» **书面练习**: 将下面所有条目逐字重新写出，答案中略去图片。

» **所给条目**:
* * *

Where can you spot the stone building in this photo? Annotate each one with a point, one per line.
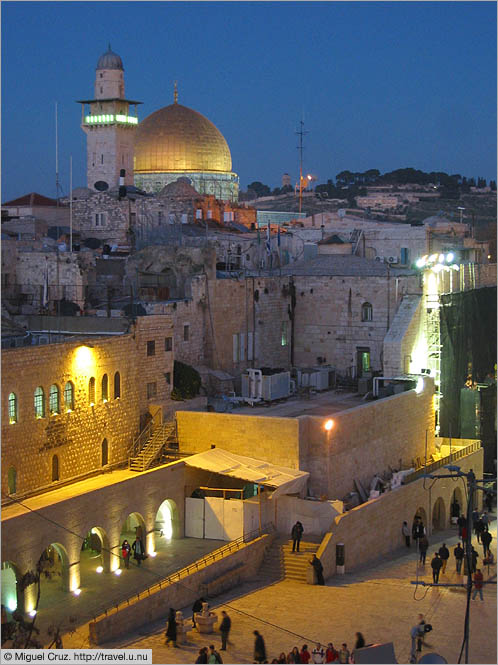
(77, 406)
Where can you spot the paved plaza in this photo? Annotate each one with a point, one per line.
(378, 601)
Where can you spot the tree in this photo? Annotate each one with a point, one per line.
(259, 188)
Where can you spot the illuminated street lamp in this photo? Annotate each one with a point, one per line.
(328, 428)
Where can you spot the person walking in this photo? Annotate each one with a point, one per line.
(444, 553)
(344, 654)
(196, 608)
(459, 553)
(304, 655)
(478, 580)
(318, 654)
(126, 552)
(479, 529)
(317, 565)
(331, 654)
(259, 648)
(486, 539)
(405, 530)
(436, 565)
(214, 656)
(225, 625)
(202, 657)
(296, 535)
(171, 628)
(417, 634)
(423, 546)
(138, 550)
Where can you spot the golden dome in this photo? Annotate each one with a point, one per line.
(178, 139)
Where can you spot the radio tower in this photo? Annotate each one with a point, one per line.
(301, 133)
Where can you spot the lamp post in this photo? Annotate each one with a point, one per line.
(328, 427)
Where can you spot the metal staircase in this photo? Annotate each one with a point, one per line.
(151, 444)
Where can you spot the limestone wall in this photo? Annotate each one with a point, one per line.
(374, 528)
(274, 440)
(366, 440)
(76, 436)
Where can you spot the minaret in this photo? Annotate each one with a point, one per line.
(109, 127)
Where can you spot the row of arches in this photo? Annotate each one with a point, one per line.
(97, 556)
(55, 468)
(54, 397)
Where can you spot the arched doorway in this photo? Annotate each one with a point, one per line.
(95, 553)
(439, 515)
(133, 526)
(167, 523)
(457, 506)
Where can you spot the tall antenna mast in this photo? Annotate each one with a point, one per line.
(301, 133)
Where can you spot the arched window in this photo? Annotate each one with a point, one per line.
(54, 399)
(39, 403)
(12, 480)
(55, 468)
(69, 396)
(91, 391)
(12, 408)
(105, 388)
(117, 385)
(366, 311)
(105, 452)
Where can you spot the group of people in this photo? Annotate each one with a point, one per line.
(321, 654)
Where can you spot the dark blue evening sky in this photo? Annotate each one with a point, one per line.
(380, 84)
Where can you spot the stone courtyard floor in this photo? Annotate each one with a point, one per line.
(378, 601)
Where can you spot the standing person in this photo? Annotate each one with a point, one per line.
(474, 556)
(423, 546)
(296, 535)
(294, 656)
(478, 580)
(305, 655)
(405, 530)
(197, 607)
(331, 654)
(479, 529)
(344, 654)
(126, 552)
(436, 565)
(444, 553)
(259, 648)
(138, 550)
(461, 523)
(318, 654)
(486, 539)
(214, 656)
(225, 625)
(317, 565)
(171, 628)
(459, 553)
(202, 657)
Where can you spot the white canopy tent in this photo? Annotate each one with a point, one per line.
(281, 479)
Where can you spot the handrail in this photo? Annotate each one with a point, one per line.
(458, 454)
(184, 572)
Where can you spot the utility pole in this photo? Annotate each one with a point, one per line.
(301, 133)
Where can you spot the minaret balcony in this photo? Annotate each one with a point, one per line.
(109, 119)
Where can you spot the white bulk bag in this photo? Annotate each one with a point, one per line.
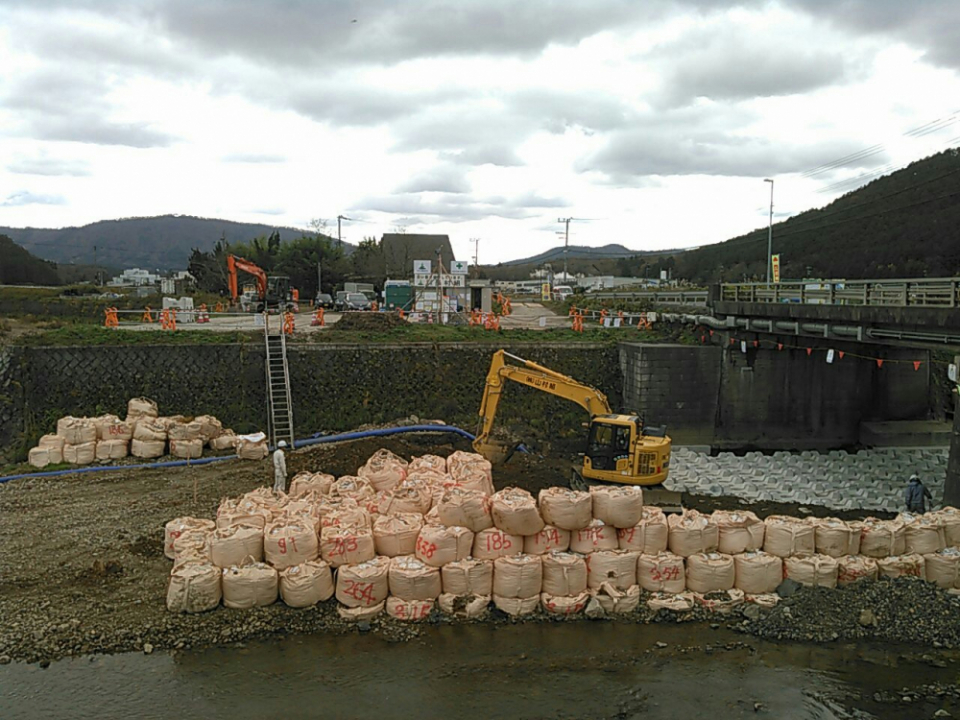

* * *

» **作答**:
Where can you spot the stone building in this photo? Annotate each one with a point, one per line.
(77, 406)
Where can you spot the paved plaza in this photo? Annotate each one with a point, one per line.
(378, 601)
Where can you spot the tree in this photo? Annotate each one with a point, one per line.
(259, 188)
Where can you spot the illuminated street lamp in this photo? Annotate each one with a point, one per line.
(328, 428)
Where can you spot the person walking in this photo? Annotate each one with a point, one per line.
(444, 553)
(344, 654)
(196, 608)
(459, 553)
(304, 655)
(478, 580)
(318, 654)
(126, 552)
(479, 529)
(317, 565)
(331, 654)
(259, 648)
(486, 539)
(405, 530)
(436, 565)
(214, 656)
(225, 625)
(202, 657)
(296, 535)
(171, 628)
(417, 634)
(423, 546)
(138, 550)
Where can you spot the golden dome in this photo? Annotate each one with a point, one per line.
(178, 139)
Where can you spot the radio tower in this photo? Annotate each one with a point, one per line.
(301, 133)
Where can you spot the lamp post in this photo? Annotate each one with a point, one per line.
(328, 427)
Where can you spot the metal staircase in this photo? Annotate each one with a point, one per line.
(151, 444)
Where can you spot the limestone wall in this photo? Annotate each one with a point, one per line.
(374, 528)
(274, 440)
(366, 440)
(76, 436)
Where can you spot the minaret in this photo? Annotate each one with a point, one per line.
(109, 127)
Where can you spot the row of arches in this photo? Annotate each one with a point, one per line.
(97, 556)
(55, 468)
(54, 397)
Where can you spot the arched doorway in this photo? Annotate each one with a point, one per line.
(95, 553)
(439, 515)
(133, 526)
(167, 523)
(457, 506)
Where can you spot the tall antenna mast in this photo? Annotate each one with a point, one per line.
(301, 133)
Where can you spot the arched window in this photo? Annotate each one with a point, one per line.
(54, 399)
(39, 403)
(12, 480)
(55, 468)
(69, 396)
(91, 391)
(12, 408)
(105, 388)
(117, 385)
(366, 311)
(105, 452)
Where can you spot the group of people in this photo? Annotate each one with a point, one per line.
(321, 654)
Where can you spot the dark blue evening sky in this photo? Annotate each one with a point, one per line.
(380, 84)
Where can you spot the stone courtyard floor in this photo? Annotate each one with a point, one per line.
(378, 601)
Where can you spot the standing person in this photo? Annotate each one with a point, one per line.
(474, 556)
(423, 546)
(296, 535)
(294, 656)
(478, 580)
(305, 655)
(405, 530)
(197, 607)
(331, 654)
(479, 529)
(344, 654)
(126, 552)
(436, 565)
(444, 553)
(259, 648)
(138, 550)
(461, 523)
(318, 654)
(486, 539)
(214, 656)
(225, 625)
(317, 565)
(171, 628)
(459, 553)
(202, 657)
Where can you spot the white canopy tent in this photo? Annotate each one with a point, one per line.
(281, 479)
Where can you spot the handrail in this photo? Annotate each one with a point, one per line.
(458, 454)
(184, 572)
Where can you spot the utility pole in this photo? Annotate each one with a point, one per line.
(301, 133)
Where can you spot the minaret balcony in this photo? Annotate each one with a point, one per line.
(109, 119)
Where can you spot the white bulk bag in this photo? Annotate each one with a point, one per line.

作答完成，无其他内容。